=== Begin Enclosure ===

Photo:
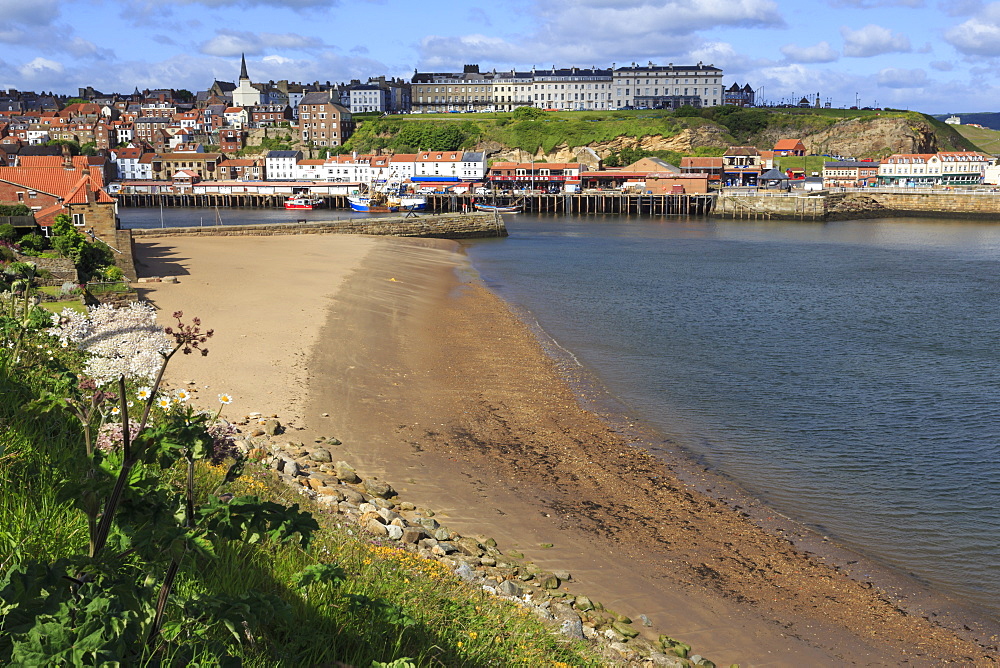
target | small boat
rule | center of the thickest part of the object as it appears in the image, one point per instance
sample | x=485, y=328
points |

=== End Enclosure ===

* _EXERCISE_
Without the pictures, write out the listing exactly as it appears above.

* _SOLVED PROBLEM_
Photo:
target | small boat
rule | center of the thickest part of the object as it appears in the image, one point per instance
sample | x=485, y=328
points |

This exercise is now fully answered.